──────── PASSAGE SHOWN ────────

Out of precaution; this is not a personal attack on your ego. Don't project your emotions at me because you disagree.


----------



## Yepi69 (May 17, 2013)




----------



## nachoscool (May 17, 2013)

Okay this looks like fun.

Metal Gear Solid: I'm a huge Metal Gear fan having played all of them but 4 because I don't have a PS3. People should play Metal Gear not for the story but for the experiences you will go through playing it.

Pokemon: Having played all the Pokes I can safely say that its addictive as shit. In my opinion the only reason why people hate on the games is because they find them too childish to play in public and are afraid they will get ridiculed.

Kingdom Hearts: Never played them. It's fanfic tier shit that I have no interest in playing. I do see the appeal however.

Monster Hunter: I have 3 on the Wii and spent like 100 playing it. It was mostly grinding and I loved every minute of it.

Cowaduty: It's shit.


----------



## astrangeone (May 17, 2013)

nachoscool said:


> Okay this looks like fun.
> 
> Metal Gear Solid: I'm a huge Metal Gear fan having played all of them but 4 because I don't have a PS3. People should play Metal Gear not for the story but for the experiences you will go through playing it.
> 
> ...



I so agree with the analysis of KH.  I will never, in a million years find it find.  Plus, the game side of things really pisses me off.  (The fighting with cards things.)


----------



## beta4attack (May 17, 2013)

────────

> **GOAL 1**: Count the lines in the listing that contain the word "chair". Give only the number.

──────── LISTING ────────

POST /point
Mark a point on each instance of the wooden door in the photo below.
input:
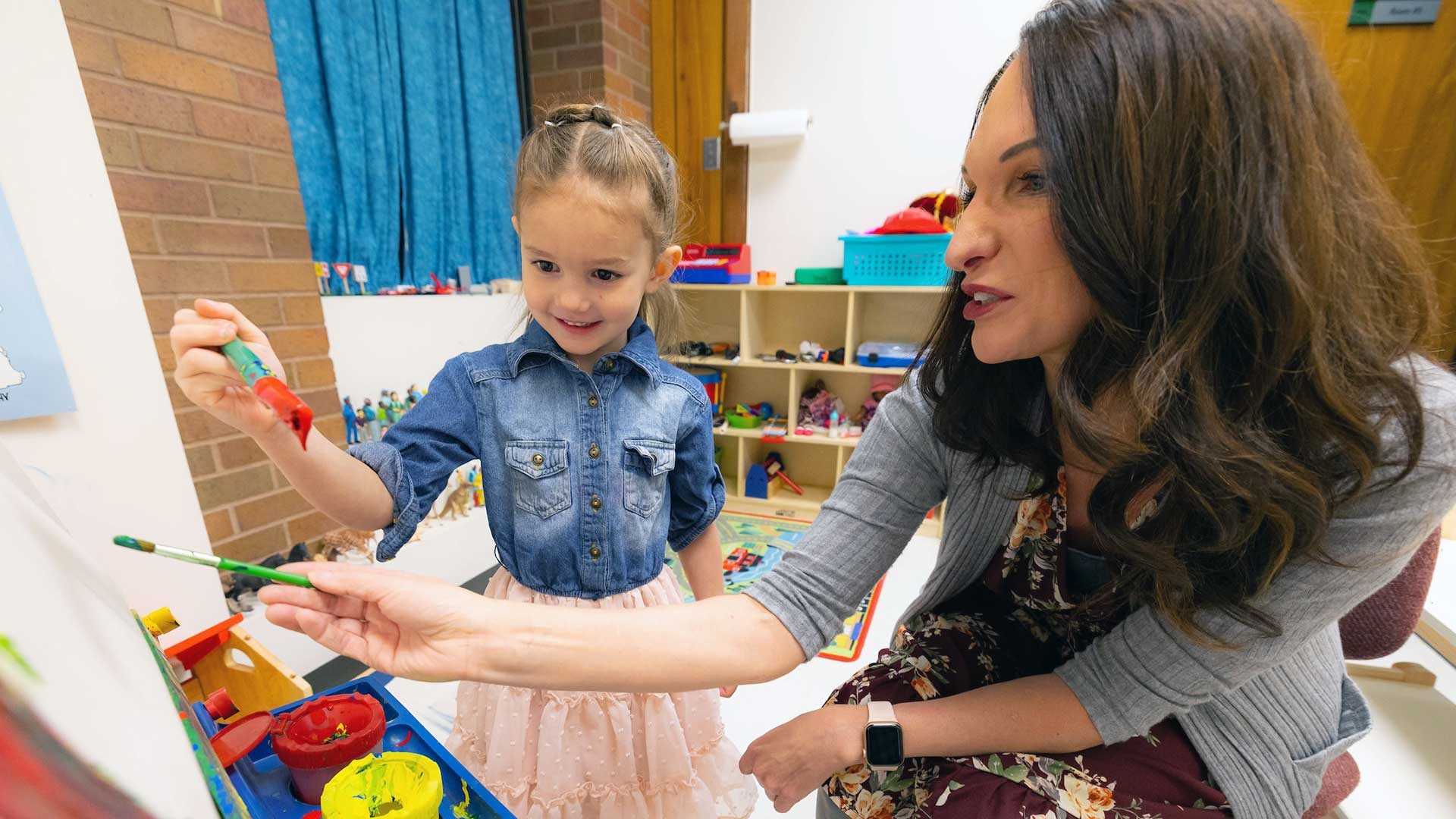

────────
──────── LISTING ────────

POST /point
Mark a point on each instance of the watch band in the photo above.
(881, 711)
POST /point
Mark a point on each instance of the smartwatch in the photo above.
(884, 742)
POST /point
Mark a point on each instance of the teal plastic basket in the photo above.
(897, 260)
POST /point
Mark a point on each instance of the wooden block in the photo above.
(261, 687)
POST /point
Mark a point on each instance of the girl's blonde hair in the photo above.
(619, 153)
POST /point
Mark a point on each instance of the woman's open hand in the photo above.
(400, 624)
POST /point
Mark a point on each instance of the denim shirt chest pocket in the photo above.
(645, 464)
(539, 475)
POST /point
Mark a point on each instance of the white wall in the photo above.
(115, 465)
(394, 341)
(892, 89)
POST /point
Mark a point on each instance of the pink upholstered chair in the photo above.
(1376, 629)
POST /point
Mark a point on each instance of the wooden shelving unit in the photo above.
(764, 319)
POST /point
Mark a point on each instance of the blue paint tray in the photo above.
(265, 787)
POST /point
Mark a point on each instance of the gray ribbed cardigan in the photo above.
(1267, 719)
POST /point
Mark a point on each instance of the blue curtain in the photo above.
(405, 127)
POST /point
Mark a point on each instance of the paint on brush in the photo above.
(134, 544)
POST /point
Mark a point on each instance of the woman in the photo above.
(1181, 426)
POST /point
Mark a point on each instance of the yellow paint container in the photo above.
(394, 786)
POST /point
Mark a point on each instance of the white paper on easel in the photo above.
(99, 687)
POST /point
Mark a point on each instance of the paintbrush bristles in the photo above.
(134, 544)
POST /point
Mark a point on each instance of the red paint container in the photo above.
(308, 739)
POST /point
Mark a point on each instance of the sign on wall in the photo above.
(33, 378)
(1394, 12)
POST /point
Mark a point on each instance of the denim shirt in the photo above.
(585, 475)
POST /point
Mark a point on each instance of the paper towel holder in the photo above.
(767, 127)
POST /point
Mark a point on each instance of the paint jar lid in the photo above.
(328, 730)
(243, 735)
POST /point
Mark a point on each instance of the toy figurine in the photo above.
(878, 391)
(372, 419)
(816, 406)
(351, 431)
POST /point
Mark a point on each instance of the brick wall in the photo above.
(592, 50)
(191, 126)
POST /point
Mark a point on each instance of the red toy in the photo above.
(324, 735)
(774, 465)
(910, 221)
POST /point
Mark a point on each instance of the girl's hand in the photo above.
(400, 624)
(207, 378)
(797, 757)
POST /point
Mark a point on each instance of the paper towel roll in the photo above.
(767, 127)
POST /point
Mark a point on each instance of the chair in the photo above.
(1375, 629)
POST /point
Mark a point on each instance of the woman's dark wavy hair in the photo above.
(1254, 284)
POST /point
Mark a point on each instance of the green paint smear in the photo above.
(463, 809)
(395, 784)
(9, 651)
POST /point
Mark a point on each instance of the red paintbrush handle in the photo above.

────────

> **GOAL 2**: Pick up the video game forum thread and keep it going from its last line.

> **FINAL RESULT 1**: 2

> **FINAL RESULT 2**:
ggyo said:


> Instead of saying it's not true, TELL ME WHY PLEASE. KH is the style of game I really enjoy, but the experience is so shallow right from the start that I never continue with the game, because I don't expect anything deeper.
> 
> Is the story NOT complicated?
> Can you NOT complete just about every battle with simple hack-n-slashing?
> ...


The story is complicated, yes, but that's the beauty of it for us fans of the series, we continue to analyse the story bit by bit with each other, try to uncover its secrets and we go crazy predicting what will happen next, it's all about having fun. The world is not huge I admit that, but it's constantly getting bigger by the games. Yes, several music pieces do that and they're very memorable, at least to me, some are happy-go-round, sad violin and others epic themes. The voice for some characters, sure, but most of the characters have good voice-acting, a lot other JRPGs have worse, really.

The story, in my opinion, is not "notoriously bad" as you say after KH I, sure they extended the story, but they added other characters that are supremely memorable and each with a distinct personality. Organization XIII? Master Xehanort? All those are awesome characters that added to the first story and given back-story to several unexplained things in KH I. And as for the gameplay, the hack and slash is a lot, I admit, but you can't go around hacking and slashing your way to the end of the game, some requires actual timing, memorizing the move patterns of the enemy and using defensive methods, it's not all just mindless slashing, just try Xemnas' boss fight in KH3D, for example. And how fast-paced it is makes the game actually fun, at least for me. And Nomura (the creator of KH) specifically that this game is NOT for children as a lot of people were saying that.
But in the end, neither am I nor you are wrong, it's just a matter of opinion, really.


----------



## RodrigoDavy (May 17, 2013)

nachoscool said:


> Pokemon: Having played all the Pokes I can safely say that its addictive as shit. In my opinion the only reason why people hate on the games is because they find them too childish to play in public and are afraid they will get ridiculed.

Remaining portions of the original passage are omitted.